Required task
Under this task are some entries; return every one of them exactly.

Named-object pointing records

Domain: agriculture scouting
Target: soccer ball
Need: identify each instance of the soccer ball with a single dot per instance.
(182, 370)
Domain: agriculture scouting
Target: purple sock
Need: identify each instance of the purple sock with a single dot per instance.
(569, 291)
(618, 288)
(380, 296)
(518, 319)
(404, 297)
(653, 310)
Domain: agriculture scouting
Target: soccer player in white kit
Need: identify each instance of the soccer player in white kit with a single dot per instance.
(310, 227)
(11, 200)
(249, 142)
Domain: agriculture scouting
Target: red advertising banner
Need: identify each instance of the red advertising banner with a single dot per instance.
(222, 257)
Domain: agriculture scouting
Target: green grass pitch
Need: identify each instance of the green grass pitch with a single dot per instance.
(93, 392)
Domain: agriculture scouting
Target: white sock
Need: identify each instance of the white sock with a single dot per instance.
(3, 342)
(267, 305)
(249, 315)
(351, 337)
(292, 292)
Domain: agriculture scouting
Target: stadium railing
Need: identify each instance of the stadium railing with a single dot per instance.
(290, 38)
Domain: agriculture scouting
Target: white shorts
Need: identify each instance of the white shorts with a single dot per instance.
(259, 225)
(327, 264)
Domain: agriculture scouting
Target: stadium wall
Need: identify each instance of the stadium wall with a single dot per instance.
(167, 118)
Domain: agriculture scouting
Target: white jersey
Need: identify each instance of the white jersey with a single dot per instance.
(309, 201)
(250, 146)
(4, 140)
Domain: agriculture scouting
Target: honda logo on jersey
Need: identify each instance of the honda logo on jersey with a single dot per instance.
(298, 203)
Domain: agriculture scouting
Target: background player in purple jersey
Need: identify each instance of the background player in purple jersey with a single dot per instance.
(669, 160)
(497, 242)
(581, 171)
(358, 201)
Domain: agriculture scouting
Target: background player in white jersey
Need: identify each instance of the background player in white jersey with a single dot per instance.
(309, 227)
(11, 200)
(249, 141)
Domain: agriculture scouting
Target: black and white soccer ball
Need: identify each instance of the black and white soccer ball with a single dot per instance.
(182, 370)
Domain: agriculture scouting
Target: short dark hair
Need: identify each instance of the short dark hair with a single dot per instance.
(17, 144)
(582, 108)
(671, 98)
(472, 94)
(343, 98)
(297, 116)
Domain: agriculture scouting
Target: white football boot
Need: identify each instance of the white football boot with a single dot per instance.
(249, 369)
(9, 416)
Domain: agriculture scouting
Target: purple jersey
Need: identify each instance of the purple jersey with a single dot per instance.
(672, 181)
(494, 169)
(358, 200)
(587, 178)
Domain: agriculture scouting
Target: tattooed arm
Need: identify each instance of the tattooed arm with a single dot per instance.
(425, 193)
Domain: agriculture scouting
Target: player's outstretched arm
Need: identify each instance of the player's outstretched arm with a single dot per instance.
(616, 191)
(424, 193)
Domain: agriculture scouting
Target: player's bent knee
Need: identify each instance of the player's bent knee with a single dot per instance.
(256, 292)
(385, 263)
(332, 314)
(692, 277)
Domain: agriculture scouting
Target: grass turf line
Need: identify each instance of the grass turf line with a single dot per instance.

Answer for this exercise
Domain: agriculture scouting
Target: soccer ball
Need: identify each instance of the soccer ball with a single dot per instance.
(182, 370)
Domain: agriculture scouting
Target: purple sock
Need: identify each instance of the purple sock with a single dot per instance.
(569, 291)
(618, 288)
(380, 296)
(518, 319)
(404, 297)
(653, 310)
Domain: agriculture scouting
Target: soccer player in white kit
Need: identify each instance of the soccer player in white kit with a single dot per instance.
(310, 227)
(11, 200)
(249, 142)
Domain: agriculture scouting
Target: red advertising banner
Need: identify each instance of the red advertising banner with a single dot per instance.
(222, 257)
Domain: agriculture scouting
Target: green grass pitch
Need: identify each instance of the green grass pitch with a single dot per instance.
(93, 392)
Domain: agriculture scouting
Target: white sock
Need: identify each instance of the white sock with a single dot per instance.
(3, 342)
(267, 305)
(249, 315)
(351, 337)
(292, 292)
Domain: agriculture scouting
Target: stadium railing
Need: identify each instance of the stadium railing with a single dot per instance.
(290, 38)
Domain: agriculture scouting
Target: white shorts
Need: identify each instance of the white shorts with a single dot per instance.
(259, 225)
(327, 264)
Domain: agriculture scouting
Target: stadium wall
Need: identify each instance of the stadium wall with a single dot per instance.
(167, 118)
Domain: agriculture scouting
Target: white jersey
Need: identify each instance of the white jersey with a single dot per instance.
(309, 201)
(250, 146)
(4, 140)
Domain: agriculture scouting
Target: honda logo on jersey
Need: identify each instance of the honda logo on jersey with a single dot per instance.
(298, 203)
Domain: agriculture scouting
Target: background player in purple jersey
Need: identify each instance of the background player in purple jersey with a single dot per instance.
(669, 160)
(497, 242)
(581, 171)
(358, 201)
Domain: agriculture scouting
Target: background player in white jersey
Need: identify each instance of the background player in white jersey with a single dot per instance.
(309, 227)
(11, 200)
(249, 141)
Domain: agriculture scouting
Target: black and white soccer ball
Need: identify each instance of the black and white soccer ball with a single dot per instance.
(182, 370)
Domain: agriculture scouting
Target: short dark hair
Need: identify each instance of the short dark hair with a single dot per instance.
(17, 144)
(582, 108)
(671, 98)
(472, 94)
(343, 98)
(297, 116)
Domain: agriculture scouting
Target: white football boot
Need: identify each instance of the white football boot with a single dot per instance.
(249, 369)
(9, 416)
Domain: agriculture scouting
Target: purple jersey
Need: identify each instance of the purple jersey with a single dot per instance.
(672, 181)
(494, 169)
(358, 200)
(587, 178)
Domain: agriculture scouting
Target: tattooed arm
Need: identify each instance of the tattooed arm with a single dot per instance.
(425, 193)
Domain: agriculture scouting
Target: player's outstretched arm
Need: identify each instance of the player's outstretched arm with a single dot per instance.
(616, 191)
(424, 193)
Domain: agriculture scouting
Target: player's bent knee
Need: identify each instance of the player's bent knee with a single dot per instance.
(256, 292)
(385, 263)
(332, 314)
(692, 277)
Domain: agriculture scouting
Target: grass turf line
Need: identify each instance of the grass turf line with a single dot per instance.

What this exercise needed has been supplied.